## Selected passage
• • • • •

While mutexes and semaphores have some similarities in their implementation, they should always be used differently.
The most common (but nonetheless incorrect) answer to the question posed at the top is that mutexes and semaphores are very similar, with the only significant difference being that semaphores can count higher than one. Nearly all engineers seem to properly understand that a mutex is a binary flag used to protect a shared resource by ensuring mutual exclusion inside critical sections of code. But when asked to expand on how to use a "counting semaphore," most engineers—varying only in their degree of confidence—express some flavor of the textbook opinion that these are used to protect several equivalent resources.
...
At this point an interesting analogy is made using the idea of bathroom keys as protecting shared resources - the bathroom. If a shop has a single bathroom, then a single key will be sufficient to protect that resource and prevent multiple people from using it simultaneously.
If there are multiple bathrooms, one might be tempted to key them alike and make multiple keys - this is similar to a semaphore being mis-used. Once you have a key you don't actually know which bathroom is available, and if you go down this path you're probably going to end up using mutexes to provide that information and make sure you don't take a bathroom that's already occupied.
A semaphore is the wrong tool to protect several of the essentially same resource, but this is how many people think of it and use it. The bouncer analogy is distinctly different - there aren't several of the same type of resource, instead there is one resource which can accept multiple simultaneous users. I suppose a semaphore can be used in such situations, but rarely are there real-world situations where the analogy actually holds - it's more often that there are several of the same type, but still individual resources, like the bathrooms, which cannot be used this way.
...
The correct use of a semaphore is for signaling from one task to another. A mutex is meant to be taken and released, always in that order, by each task that uses the shared resource it protects. By contrast, tasks that use semaphores either signal or wait—not both. For example, Task 1 may contain code to post (i.e., signal or increment) a particular semaphore when the "power" button is pressed and Task 2, which wakes the display, pends on that same semaphore. In this scenario, one task is the producer of the event signal; the other the consumer.
...
Here an important point is made that mutexes interfere with real time operating systems in a bad way, causing priority inversion where a less important task may be executed before a more important task because of resource sharing. In short, this happens when a lower priority task uses a mutex to grab a resource, A, then tries to grab B, but is paused because B is unavailable. While it's waiting, a higher priority task comes along and needs A, but it's already tied up, and by a process that isn't even running because it's waiting for B. There are many ways to resolve this, but it most often is fixed by altering the mutex and task manager. The mutex is much more complex in these cases than a binary semaphore, and using a semaphore in such an instance will cause priority inversions because the task manager is unaware of the priority inversion and cannot act to correct it.
...

• • • • •

## Requests
a – Answer these questions from the passage on mutexes and semaphores.
(i) According to the most common incorrect answer, what is the only significant difference between mutexes and semaphores?
(ii) In the example of the "power" button, what does Task 2 do?
(iii) What problem do mutexes cause in real time operating systems?
b – Extract the part of the passage on mutexes and semaphores from "While mutexes and" up to and including "several equivalent resources.".

• • • • •

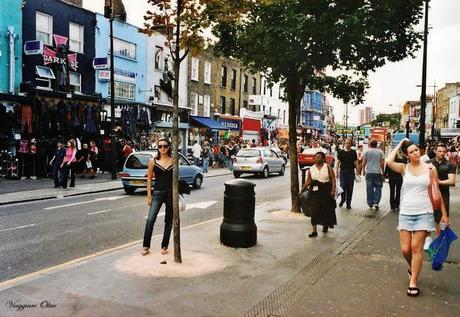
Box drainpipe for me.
[8,26,17,94]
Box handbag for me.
[428,165,442,210]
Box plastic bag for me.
[179,195,186,211]
[428,227,457,271]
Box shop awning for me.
[190,116,226,130]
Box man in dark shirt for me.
[336,138,358,209]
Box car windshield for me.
[236,149,260,157]
[126,154,152,170]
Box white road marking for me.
[43,196,126,210]
[0,223,37,232]
[88,209,110,216]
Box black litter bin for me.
[220,179,257,248]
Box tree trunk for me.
[172,0,182,263]
[286,76,300,212]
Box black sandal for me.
[407,287,420,297]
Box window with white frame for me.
[190,57,200,81]
[69,22,84,53]
[108,81,136,100]
[35,11,53,45]
[69,72,81,92]
[113,38,136,59]
[203,95,211,117]
[204,62,212,85]
[190,92,198,116]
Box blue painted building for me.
[301,90,326,133]
[0,0,23,97]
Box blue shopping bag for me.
[428,227,457,271]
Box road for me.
[0,171,290,281]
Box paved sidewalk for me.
[0,168,231,205]
[0,183,460,317]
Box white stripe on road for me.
[43,196,126,210]
[88,209,110,216]
[0,223,37,232]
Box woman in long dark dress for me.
[301,152,337,238]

• • • • •

## Exercise responses
a –
(i) Semaphores can count higher than one.
(ii) It wakes the display and pends on the same semaphore that Task 1 posts.
(iii) Priority inversion, where a less important task may be executed before a more important task because of resource sharing.

b –
While mutexes and semaphores have some similarities in their implementation, they should always be used differently.
The most common (but nonetheless incorrect) answer to the question posed at the top is that mutexes and semaphores are very similar, with the only significant difference being that semaphores can count higher than one. Nearly all engineers seem to properly understand that a mutex is a binary flag used to protect a shared resource by ensuring mutual exclusion inside critical sections of code. But when asked to expand on how to use a "counting semaphore," most engineers—varying only in their degree of confidence—express some flavor of the textbook opinion that these are used to protect several equivalent resources.